»»

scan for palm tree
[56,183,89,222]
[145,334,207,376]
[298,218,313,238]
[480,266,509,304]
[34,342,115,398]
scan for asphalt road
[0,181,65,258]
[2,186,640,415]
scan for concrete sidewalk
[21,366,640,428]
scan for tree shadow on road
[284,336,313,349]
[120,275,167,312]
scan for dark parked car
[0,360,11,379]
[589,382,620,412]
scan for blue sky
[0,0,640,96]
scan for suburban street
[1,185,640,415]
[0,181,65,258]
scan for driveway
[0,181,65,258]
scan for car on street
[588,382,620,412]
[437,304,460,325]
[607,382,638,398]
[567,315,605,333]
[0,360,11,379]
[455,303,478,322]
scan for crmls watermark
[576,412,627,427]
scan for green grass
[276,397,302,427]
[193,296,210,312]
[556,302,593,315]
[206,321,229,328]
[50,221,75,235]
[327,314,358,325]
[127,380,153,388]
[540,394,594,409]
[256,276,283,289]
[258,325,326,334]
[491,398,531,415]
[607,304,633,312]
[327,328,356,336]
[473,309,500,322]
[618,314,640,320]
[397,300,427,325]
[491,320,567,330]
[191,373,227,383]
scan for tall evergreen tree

««

■ Written exercise ■
Pull out the items exactly as they appear, starting at the line that contains "scan for driveway" and ending with the last line of the items.

■ Written solution ■
scan for driveway
[0,181,65,258]
scan for car on street
[588,382,620,412]
[437,304,460,325]
[607,382,638,398]
[567,315,605,333]
[0,360,11,379]
[455,303,478,322]
scan for crmls watermark
[576,412,627,427]
scan for green grass
[276,397,302,427]
[193,296,210,312]
[556,302,593,315]
[206,321,229,328]
[50,221,75,235]
[327,314,358,325]
[127,380,153,388]
[540,394,594,409]
[256,276,283,289]
[258,325,326,334]
[491,398,531,415]
[607,304,633,312]
[327,328,356,336]
[473,309,500,322]
[618,314,640,320]
[397,300,427,325]
[491,320,567,330]
[191,373,227,383]
scan for tall evergreen tree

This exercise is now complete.